-- EXERCISE MATERIAL follows --
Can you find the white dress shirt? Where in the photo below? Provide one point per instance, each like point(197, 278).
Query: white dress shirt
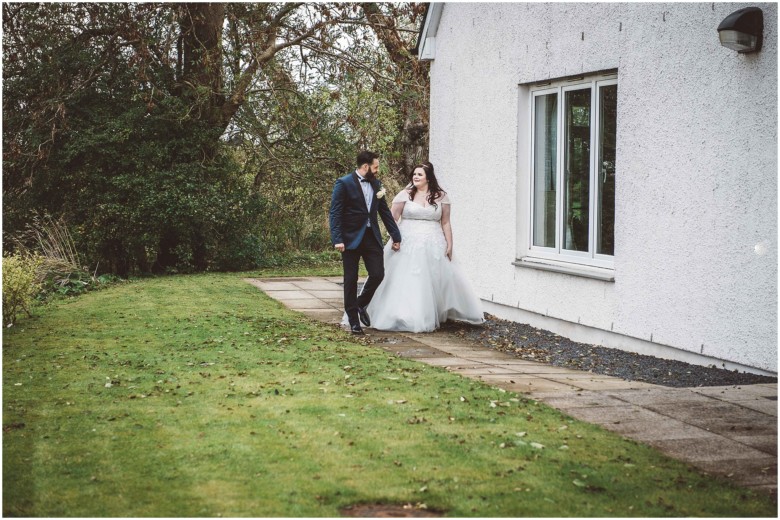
point(368, 193)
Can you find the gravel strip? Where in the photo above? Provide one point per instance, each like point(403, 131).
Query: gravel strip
point(543, 346)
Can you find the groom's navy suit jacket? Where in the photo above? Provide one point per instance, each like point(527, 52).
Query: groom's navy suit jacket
point(349, 216)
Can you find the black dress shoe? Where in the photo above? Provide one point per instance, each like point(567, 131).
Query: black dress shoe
point(355, 329)
point(364, 319)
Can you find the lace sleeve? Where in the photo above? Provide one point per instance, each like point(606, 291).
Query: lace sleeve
point(403, 196)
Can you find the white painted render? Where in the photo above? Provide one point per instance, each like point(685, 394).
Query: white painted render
point(695, 265)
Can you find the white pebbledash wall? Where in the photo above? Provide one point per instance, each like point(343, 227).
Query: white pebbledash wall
point(696, 205)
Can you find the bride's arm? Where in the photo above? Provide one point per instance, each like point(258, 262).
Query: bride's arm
point(397, 209)
point(446, 227)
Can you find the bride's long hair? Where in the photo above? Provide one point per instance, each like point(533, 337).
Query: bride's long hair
point(434, 190)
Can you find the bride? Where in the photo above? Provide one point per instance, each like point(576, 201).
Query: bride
point(422, 287)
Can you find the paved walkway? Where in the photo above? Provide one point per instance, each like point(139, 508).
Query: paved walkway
point(727, 431)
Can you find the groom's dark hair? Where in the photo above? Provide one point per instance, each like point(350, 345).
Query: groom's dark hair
point(366, 157)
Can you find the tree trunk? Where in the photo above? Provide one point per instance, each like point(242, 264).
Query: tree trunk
point(413, 129)
point(201, 34)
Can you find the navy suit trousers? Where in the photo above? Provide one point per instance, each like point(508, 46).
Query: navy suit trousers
point(372, 253)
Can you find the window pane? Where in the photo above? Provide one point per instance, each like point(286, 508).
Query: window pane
point(576, 170)
point(545, 169)
point(606, 195)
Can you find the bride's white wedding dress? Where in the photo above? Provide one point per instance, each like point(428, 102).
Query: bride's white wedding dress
point(422, 288)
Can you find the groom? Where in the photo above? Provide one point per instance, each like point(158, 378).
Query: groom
point(354, 231)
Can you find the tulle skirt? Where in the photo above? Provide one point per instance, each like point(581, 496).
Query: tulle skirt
point(422, 288)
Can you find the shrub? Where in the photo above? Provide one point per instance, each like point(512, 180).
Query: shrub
point(21, 283)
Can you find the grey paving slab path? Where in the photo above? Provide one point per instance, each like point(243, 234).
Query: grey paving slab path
point(726, 431)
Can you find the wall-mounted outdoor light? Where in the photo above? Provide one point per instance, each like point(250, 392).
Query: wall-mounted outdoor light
point(743, 30)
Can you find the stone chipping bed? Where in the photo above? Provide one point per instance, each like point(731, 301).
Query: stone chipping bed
point(543, 346)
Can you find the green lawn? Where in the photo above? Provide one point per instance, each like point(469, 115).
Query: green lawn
point(199, 396)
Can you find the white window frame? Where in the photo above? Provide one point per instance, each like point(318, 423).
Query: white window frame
point(559, 253)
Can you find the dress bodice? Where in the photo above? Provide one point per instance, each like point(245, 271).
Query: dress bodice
point(415, 211)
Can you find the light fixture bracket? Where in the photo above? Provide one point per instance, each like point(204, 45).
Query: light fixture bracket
point(743, 30)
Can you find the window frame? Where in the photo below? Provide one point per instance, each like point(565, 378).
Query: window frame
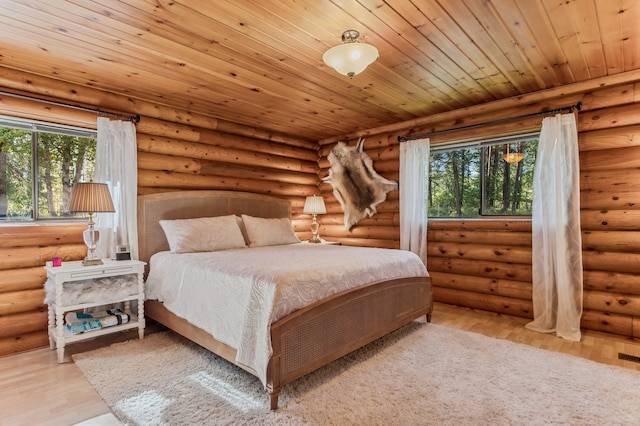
point(480, 144)
point(36, 127)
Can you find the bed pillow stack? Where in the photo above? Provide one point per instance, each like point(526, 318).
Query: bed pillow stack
point(268, 231)
point(203, 234)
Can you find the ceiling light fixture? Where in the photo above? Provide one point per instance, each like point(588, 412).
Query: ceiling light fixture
point(351, 57)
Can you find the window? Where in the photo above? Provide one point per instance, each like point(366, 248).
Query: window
point(484, 178)
point(39, 163)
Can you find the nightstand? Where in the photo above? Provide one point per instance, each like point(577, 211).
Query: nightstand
point(72, 273)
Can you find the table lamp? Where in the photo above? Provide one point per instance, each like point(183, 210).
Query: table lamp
point(91, 197)
point(314, 205)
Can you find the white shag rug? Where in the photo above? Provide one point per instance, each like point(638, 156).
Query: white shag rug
point(423, 374)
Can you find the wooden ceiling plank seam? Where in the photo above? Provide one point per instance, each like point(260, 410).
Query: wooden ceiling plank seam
point(499, 41)
point(543, 33)
point(610, 24)
point(366, 88)
point(288, 78)
point(402, 49)
point(293, 109)
point(337, 26)
point(447, 25)
point(628, 18)
point(472, 75)
point(515, 23)
point(287, 91)
point(388, 90)
point(585, 17)
point(566, 33)
point(421, 51)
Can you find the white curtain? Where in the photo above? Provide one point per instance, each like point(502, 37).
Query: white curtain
point(117, 166)
point(557, 242)
point(414, 173)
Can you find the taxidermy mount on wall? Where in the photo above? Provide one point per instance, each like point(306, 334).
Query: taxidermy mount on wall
point(356, 185)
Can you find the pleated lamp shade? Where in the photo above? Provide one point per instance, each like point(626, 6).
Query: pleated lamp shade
point(314, 205)
point(91, 197)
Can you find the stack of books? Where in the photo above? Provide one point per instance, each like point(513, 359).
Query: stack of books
point(80, 322)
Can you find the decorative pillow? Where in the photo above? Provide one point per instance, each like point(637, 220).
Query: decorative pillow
point(203, 234)
point(269, 232)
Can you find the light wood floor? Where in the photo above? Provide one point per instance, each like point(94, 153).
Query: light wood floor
point(35, 389)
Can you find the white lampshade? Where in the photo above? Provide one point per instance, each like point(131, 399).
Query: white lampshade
point(351, 57)
point(91, 197)
point(314, 205)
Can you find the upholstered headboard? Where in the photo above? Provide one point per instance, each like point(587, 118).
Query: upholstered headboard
point(192, 204)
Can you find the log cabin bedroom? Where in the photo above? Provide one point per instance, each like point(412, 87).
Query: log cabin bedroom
point(320, 212)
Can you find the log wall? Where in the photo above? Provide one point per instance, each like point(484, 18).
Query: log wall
point(486, 264)
point(177, 150)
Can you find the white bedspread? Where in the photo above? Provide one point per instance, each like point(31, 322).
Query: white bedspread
point(236, 294)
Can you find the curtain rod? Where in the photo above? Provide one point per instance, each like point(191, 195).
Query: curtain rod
point(133, 118)
point(570, 109)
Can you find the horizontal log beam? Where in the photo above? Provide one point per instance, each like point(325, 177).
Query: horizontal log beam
point(624, 304)
point(609, 220)
point(616, 137)
point(494, 253)
point(611, 199)
point(498, 270)
point(152, 178)
point(42, 235)
point(21, 301)
point(26, 257)
point(25, 342)
point(507, 238)
point(22, 279)
point(23, 323)
point(503, 305)
point(610, 261)
point(615, 282)
point(618, 241)
point(523, 225)
point(504, 288)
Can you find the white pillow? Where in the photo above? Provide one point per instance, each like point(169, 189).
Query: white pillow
point(203, 234)
point(269, 232)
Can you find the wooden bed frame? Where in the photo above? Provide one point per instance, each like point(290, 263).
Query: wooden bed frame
-- EXERCISE MATERIAL concluded --
_ABOUT THIS EXERCISE:_
Take the line above containing "Can you find the grey", the line containing "Can you find the window frame?", and all lines in between, and copy them exactly without anything else.

_REPLY TO THE TASK:_
Can you find the grey paving slab path? Where in the photo above? Provide one point per instance, each like point(243, 234).
Query: grey paving slab path
point(726, 431)
Can you find the wall-mounted outdoor light? Where in the photo above? Provide one point per instance, each like point(250, 392).
Query: wall-mounted outdoor light
point(743, 30)
Can you find the stone chipping bed? Where in the photo above? Provide one point per instance, each like point(731, 301).
Query: stone chipping bed
point(543, 346)
Can you find the green lawn? Where in the photo above? Provide one point per instance, each like point(469, 115).
Query: green lawn
point(199, 396)
Can you find the white window frame? Where in the photo above? Provide one point per instance, each like point(318, 423).
Query: white window frame
point(559, 253)
Can you find the dress bodice? Where in the photo above? Provide one point per instance, each like point(245, 271).
Query: dress bodice
point(415, 211)
Can you find the light fixture bracket? Where in the photo above? Provide one point per instance, each like point(204, 45).
Query: light fixture bracket
point(743, 30)
Can you find the window frame? Where in the photo below? Provide one point per instance, each like point(565, 378).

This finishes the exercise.